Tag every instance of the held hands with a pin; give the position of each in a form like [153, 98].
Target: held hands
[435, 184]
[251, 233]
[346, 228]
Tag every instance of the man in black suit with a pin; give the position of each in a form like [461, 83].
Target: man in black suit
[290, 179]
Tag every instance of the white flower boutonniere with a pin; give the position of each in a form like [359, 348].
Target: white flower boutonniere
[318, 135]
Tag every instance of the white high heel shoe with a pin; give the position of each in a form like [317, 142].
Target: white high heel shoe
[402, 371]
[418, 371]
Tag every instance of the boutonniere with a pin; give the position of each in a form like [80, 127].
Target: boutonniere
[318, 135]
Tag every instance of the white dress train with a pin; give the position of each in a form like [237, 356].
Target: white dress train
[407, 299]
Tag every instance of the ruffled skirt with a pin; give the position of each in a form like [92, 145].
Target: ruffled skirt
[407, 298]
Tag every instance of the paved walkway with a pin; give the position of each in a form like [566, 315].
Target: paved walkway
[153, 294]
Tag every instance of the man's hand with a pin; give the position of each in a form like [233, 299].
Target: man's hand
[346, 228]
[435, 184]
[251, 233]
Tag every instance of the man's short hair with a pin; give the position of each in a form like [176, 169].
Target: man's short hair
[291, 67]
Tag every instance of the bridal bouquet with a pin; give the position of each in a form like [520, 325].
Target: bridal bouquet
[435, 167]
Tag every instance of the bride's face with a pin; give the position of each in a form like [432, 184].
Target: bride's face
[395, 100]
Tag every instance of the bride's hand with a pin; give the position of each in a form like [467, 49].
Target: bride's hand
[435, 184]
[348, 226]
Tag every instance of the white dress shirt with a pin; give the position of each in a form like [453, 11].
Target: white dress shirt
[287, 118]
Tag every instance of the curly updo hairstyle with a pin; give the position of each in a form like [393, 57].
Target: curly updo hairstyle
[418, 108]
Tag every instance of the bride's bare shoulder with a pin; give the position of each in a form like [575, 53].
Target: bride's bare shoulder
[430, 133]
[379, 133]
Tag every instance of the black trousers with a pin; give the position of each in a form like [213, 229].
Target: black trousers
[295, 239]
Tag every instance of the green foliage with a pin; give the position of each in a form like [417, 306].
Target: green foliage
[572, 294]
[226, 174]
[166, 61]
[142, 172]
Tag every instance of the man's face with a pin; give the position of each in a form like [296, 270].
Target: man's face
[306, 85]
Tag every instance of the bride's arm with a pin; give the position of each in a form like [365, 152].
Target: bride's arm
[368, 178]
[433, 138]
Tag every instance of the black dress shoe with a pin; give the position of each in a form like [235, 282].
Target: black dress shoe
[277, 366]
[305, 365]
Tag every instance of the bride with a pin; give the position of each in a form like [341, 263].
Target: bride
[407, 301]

...

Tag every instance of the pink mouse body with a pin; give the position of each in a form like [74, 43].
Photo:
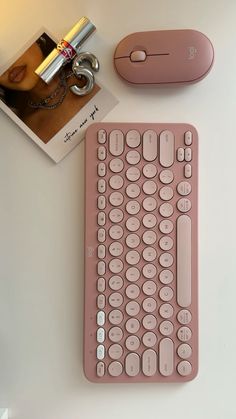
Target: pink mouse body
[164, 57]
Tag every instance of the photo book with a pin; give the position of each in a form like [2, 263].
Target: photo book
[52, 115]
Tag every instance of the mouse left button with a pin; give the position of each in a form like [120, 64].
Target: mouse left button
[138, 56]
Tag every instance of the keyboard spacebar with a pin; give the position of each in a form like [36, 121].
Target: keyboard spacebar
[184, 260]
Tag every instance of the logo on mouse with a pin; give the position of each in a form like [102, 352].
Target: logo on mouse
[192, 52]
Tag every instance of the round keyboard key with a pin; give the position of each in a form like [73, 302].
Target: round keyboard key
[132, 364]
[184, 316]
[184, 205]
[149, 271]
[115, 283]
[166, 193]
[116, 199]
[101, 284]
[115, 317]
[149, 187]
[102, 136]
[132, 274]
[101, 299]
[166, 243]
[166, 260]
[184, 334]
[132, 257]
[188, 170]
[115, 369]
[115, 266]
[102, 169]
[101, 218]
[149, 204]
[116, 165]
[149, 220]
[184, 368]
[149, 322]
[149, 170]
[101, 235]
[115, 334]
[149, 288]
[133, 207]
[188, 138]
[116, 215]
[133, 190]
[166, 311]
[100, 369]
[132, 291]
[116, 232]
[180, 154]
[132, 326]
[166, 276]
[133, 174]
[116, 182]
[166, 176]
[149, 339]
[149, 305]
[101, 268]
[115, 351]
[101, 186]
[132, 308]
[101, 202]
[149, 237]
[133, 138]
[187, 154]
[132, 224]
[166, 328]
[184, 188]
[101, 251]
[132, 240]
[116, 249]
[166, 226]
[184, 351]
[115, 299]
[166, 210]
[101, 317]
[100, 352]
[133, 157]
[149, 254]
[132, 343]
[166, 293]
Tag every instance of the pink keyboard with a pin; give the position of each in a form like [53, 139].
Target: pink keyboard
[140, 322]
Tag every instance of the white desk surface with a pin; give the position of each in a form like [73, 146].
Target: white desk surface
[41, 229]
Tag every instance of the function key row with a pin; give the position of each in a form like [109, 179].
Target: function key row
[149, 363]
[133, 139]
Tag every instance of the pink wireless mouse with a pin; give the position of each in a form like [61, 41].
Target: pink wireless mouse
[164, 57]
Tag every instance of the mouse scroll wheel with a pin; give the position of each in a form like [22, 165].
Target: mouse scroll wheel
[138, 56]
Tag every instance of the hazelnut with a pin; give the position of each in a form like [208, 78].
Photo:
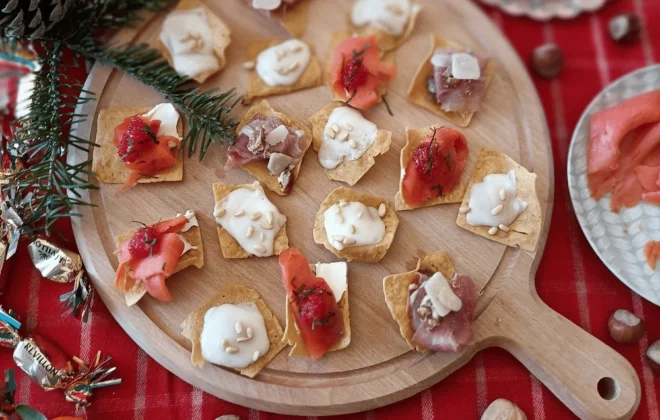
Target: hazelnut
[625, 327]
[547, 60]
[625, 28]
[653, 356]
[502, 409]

What needs to be done
Gather every line of the material above that contains the string "paved", treating uppercase and lowercase letters as distinct.

Correct output
Tag every instance of the paved walkway with a pin; give the position of each in a form like [566, 315].
Target: paved walkway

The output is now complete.